__What is required__.
Copy out, precisely as given, the lines from the line with "the sea with" to the end of the entries that follow.

Data under study: Begin

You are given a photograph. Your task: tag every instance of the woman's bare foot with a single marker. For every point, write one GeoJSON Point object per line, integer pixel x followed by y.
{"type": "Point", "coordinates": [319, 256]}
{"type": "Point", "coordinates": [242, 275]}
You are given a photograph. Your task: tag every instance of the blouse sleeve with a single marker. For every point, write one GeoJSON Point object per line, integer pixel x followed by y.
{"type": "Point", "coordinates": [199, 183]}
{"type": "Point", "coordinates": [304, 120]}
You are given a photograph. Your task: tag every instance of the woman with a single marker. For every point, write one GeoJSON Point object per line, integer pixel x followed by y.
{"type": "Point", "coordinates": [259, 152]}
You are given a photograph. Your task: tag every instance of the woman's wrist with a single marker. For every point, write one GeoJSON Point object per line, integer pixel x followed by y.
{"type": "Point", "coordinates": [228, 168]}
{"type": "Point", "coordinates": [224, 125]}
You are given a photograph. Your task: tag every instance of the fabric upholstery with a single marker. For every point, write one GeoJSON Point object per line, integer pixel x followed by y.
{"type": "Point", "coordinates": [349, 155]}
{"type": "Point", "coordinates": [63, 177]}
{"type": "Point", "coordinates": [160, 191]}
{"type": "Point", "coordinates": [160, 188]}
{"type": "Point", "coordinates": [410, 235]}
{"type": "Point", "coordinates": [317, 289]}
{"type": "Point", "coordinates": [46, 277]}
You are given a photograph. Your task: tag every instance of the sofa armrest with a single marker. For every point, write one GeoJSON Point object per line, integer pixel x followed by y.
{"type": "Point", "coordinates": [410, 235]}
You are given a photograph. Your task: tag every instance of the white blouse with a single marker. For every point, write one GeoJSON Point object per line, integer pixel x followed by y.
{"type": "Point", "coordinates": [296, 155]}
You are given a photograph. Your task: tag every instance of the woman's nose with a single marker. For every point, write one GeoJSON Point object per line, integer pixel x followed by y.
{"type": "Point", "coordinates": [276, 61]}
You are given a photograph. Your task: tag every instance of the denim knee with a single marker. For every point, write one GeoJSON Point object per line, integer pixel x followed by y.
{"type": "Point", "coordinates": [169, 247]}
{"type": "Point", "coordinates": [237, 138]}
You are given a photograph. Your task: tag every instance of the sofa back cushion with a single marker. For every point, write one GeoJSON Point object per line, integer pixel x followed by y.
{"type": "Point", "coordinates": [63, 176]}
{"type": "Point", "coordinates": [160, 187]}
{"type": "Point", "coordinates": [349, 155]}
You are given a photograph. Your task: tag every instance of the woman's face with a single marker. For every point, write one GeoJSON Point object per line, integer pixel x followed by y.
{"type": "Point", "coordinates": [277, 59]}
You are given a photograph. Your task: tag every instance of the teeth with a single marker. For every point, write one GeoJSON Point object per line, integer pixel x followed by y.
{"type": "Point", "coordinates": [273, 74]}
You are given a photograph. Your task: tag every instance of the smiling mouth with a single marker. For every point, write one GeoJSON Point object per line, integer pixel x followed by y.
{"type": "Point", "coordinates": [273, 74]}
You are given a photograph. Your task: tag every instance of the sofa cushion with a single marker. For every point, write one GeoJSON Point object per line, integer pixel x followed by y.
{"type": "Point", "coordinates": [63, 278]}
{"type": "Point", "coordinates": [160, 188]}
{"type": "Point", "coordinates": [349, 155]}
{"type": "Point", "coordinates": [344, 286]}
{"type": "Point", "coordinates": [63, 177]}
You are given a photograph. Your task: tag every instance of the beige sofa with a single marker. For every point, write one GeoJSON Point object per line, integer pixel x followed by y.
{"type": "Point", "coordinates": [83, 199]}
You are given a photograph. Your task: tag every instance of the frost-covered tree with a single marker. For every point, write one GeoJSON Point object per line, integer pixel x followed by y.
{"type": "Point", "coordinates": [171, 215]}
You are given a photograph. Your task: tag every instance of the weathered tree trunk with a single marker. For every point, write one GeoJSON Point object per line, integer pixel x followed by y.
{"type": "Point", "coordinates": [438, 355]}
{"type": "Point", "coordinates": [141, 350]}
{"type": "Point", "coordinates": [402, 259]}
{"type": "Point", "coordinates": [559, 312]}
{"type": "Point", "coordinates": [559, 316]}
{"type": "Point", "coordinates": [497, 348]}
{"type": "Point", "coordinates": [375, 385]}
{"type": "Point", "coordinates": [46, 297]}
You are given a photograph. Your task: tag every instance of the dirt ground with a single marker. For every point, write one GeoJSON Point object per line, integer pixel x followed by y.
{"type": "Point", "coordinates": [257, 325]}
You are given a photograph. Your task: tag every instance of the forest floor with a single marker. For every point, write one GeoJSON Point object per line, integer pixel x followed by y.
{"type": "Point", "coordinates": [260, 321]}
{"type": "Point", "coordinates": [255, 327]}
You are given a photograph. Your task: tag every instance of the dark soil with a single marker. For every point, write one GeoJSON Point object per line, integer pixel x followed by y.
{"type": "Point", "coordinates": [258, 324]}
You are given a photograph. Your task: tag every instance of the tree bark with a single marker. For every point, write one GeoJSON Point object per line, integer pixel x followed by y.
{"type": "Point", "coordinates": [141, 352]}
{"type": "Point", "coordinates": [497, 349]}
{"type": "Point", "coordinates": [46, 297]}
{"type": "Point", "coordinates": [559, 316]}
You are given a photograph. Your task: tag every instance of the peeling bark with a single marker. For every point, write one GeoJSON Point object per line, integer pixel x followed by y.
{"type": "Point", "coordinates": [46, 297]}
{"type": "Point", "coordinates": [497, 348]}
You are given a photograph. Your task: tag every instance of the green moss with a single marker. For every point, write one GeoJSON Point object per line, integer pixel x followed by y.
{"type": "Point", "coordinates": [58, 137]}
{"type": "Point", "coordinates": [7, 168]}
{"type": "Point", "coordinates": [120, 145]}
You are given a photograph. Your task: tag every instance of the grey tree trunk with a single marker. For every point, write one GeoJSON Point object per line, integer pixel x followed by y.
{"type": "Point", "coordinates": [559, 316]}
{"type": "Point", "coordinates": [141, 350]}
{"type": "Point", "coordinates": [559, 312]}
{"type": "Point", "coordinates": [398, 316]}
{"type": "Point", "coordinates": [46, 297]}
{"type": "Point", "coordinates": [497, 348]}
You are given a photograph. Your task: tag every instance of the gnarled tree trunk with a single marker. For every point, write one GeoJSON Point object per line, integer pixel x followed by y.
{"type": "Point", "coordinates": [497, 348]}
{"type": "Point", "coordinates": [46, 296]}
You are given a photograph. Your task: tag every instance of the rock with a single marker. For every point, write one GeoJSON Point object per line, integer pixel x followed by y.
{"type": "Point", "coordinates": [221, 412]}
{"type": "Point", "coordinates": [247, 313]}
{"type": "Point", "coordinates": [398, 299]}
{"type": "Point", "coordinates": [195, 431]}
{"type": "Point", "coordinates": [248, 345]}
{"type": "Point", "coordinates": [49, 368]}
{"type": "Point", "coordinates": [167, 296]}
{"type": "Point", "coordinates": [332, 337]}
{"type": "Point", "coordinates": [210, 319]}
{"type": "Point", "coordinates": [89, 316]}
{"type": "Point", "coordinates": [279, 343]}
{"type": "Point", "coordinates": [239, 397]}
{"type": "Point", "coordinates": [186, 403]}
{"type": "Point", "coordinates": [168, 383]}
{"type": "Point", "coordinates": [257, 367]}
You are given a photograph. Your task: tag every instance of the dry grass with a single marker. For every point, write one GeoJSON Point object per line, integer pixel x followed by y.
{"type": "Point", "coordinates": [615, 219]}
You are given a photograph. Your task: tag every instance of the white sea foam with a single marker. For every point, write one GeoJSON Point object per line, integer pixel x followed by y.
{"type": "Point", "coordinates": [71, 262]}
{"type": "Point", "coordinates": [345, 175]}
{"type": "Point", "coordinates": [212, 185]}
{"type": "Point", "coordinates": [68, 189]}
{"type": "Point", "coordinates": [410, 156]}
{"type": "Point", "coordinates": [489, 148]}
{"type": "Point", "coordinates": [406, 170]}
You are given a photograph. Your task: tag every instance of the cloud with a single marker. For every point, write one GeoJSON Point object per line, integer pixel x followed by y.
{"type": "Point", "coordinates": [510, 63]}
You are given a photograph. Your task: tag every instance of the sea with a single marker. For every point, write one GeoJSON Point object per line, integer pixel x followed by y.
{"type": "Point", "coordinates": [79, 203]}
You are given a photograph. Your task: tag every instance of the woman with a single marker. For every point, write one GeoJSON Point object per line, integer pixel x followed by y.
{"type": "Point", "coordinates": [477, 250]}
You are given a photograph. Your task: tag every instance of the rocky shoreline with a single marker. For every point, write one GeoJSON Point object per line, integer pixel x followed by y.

Data under study: End

__Answer for the task__.
You are given a photograph. Your task: tag every instance of the sea with a single marker. For every point, write one GeoJSON Point object per line, integer pixel x followed by y.
{"type": "Point", "coordinates": [79, 203]}
You are given a photograph. Your task: tag every instance of the woman with a single marker. For every point, write one GeoJSON Point object per line, integer pixel x followed by y.
{"type": "Point", "coordinates": [477, 250]}
You are given a photograph. Your task: tag every instance of the rocky shoreline with a single marker. For every point, write one GeoJSON Point object per line, integer pixel x followed by y.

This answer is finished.